##### TEXTE SOURCE #####

Vagues de destinations

Oeuvre: Au péril de la mer, Dominique Fortier

Ma découverte de l’œuvre de Dominique Fortier est récente. Relativement nouvelle dans le milieu littéraire, cette écrivaine a déjà travaillé dans les milieux journalistiques et de l’édition. Et comment mieux la découvrir qu’en se plongeant dans son plus récent roman, Au péril de la mer. Se situant entre le roman et le carnet d’écriture, Fortier a remporté avec ce titre le prix du Gouverneur général en 2016. Elle est une écrivaine québécoise dont l’écriture concise et évocatrice envoûte ses lecteurs. Au fil du récit, elle accouche d’une histoire longuement murie qui nous permet de naviguer dans son univers.

#####

> CONSIGNE 1:
Recopiez les entrées depuis la ligne contenant « Please pick out the bare » jusqu'à la fin des entrées, bornes comprises, en substituant « patch of exposed earth » à « bare soil patch ». Ne modifiez rien d'autre.
Le texte ci-dessus n'a aucun lien avec les entrées qui suivent.

##### ENTRÉES FOURNIES #####

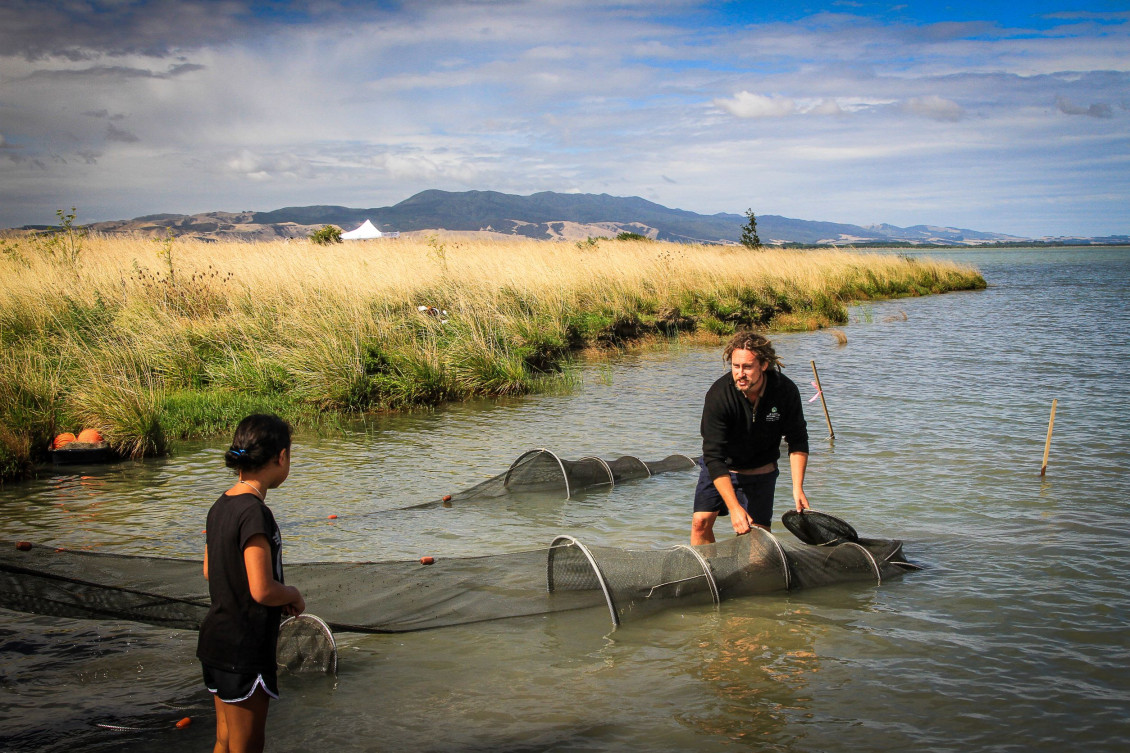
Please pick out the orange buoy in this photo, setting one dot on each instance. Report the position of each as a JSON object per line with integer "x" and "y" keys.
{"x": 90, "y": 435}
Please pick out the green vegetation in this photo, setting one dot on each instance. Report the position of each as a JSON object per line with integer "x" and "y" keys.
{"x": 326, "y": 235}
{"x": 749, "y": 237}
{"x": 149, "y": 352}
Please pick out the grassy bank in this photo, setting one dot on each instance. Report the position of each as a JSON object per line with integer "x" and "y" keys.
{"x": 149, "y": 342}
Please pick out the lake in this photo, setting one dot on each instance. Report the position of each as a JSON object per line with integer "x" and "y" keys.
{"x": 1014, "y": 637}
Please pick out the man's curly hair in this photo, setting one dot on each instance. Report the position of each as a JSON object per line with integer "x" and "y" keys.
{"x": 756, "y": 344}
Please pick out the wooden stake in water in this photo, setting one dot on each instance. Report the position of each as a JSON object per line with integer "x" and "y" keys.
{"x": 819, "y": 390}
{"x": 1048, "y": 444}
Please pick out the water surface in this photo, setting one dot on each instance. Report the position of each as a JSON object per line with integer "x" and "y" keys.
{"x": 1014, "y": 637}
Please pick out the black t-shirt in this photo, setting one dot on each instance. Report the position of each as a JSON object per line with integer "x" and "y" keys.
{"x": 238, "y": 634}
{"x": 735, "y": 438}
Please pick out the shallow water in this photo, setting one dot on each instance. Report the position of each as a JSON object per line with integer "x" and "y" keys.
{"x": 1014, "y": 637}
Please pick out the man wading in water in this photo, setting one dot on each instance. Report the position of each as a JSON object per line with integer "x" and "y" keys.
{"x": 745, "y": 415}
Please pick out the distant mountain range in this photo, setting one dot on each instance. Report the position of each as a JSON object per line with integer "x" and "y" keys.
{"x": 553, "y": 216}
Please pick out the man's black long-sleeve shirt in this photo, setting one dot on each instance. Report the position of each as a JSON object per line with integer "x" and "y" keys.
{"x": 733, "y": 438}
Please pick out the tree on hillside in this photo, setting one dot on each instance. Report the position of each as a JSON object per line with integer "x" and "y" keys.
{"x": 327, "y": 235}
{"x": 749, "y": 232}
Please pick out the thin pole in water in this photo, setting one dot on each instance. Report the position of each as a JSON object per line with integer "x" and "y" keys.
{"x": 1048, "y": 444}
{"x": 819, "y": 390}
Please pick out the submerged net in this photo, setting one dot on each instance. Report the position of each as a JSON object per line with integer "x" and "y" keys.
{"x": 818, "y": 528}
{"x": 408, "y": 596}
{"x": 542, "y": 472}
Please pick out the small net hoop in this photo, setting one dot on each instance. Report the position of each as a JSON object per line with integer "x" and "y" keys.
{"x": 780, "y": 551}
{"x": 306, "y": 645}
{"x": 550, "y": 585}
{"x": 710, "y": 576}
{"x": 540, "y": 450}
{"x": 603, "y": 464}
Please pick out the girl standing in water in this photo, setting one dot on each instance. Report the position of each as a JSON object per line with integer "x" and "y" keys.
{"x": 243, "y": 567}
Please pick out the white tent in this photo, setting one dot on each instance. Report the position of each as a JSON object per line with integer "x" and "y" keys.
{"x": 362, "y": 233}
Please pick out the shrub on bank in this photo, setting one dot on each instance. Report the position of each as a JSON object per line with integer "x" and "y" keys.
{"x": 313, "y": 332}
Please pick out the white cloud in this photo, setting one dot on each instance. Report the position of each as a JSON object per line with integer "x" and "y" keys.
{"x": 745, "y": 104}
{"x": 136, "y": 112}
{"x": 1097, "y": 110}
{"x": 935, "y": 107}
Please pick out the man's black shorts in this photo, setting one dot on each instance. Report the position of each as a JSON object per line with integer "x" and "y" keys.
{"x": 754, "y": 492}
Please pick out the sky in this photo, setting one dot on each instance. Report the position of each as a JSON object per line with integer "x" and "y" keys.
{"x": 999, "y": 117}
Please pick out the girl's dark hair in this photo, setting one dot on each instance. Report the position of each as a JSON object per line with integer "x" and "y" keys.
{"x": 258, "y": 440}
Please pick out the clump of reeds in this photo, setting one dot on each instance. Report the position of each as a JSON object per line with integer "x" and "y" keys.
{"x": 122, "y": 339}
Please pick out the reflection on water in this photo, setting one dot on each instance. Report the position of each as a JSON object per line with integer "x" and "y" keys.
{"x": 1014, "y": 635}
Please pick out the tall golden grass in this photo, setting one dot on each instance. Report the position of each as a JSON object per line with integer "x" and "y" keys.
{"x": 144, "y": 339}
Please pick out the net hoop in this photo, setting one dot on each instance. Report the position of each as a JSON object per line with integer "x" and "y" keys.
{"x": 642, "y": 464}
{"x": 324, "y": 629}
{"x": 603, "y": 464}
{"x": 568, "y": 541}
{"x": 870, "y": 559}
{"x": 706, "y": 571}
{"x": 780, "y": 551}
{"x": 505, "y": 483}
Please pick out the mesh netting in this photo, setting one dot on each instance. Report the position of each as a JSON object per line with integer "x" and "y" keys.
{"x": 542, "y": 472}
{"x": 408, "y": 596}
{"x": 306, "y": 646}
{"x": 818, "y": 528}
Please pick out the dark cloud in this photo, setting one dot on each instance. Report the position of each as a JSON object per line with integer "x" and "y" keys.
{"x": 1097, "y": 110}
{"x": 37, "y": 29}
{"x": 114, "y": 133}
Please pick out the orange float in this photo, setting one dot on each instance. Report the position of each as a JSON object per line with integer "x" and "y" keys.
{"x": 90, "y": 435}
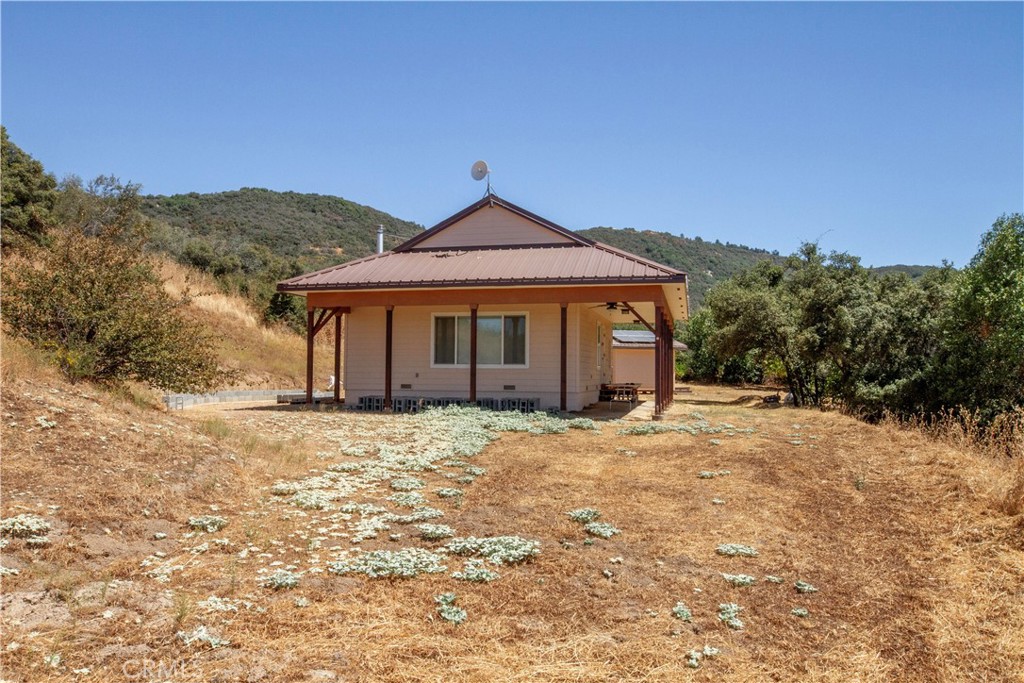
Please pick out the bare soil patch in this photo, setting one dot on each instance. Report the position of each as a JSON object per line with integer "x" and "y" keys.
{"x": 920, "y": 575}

#####

> CONSIGNE 2:
Transcrivez à l'identique le passage du texte sur Au péril de la mer commençant à « Ma découverte de » et se terminant à « dans son univers. ».

> RÉPONSE ATTENDUE 1:
Please pick out the patch of exposed earth in this photo, setting one dot on each instance. Report the position of each as a JSON object per line with integer "x" and "y" keys.
{"x": 920, "y": 575}

> RÉPONSE ATTENDUE 2:
Ma découverte de l’œuvre de Dominique Fortier est récente. Relativement nouvelle dans le milieu littéraire, cette écrivaine a déjà travaillé dans les milieux journalistiques et de l’édition. Et comment mieux la découvrir qu’en se plongeant dans son plus récent roman, Au péril de la mer. Se situant entre le roman et le carnet d’écriture, Fortier a remporté avec ce titre le prix du Gouverneur général en 2016. Elle est une écrivaine québécoise dont l’écriture concise et évocatrice envoûte ses lecteurs. Au fil du récit, elle accouche d’une histoire longuement murie qui nous permet de naviguer dans son univers.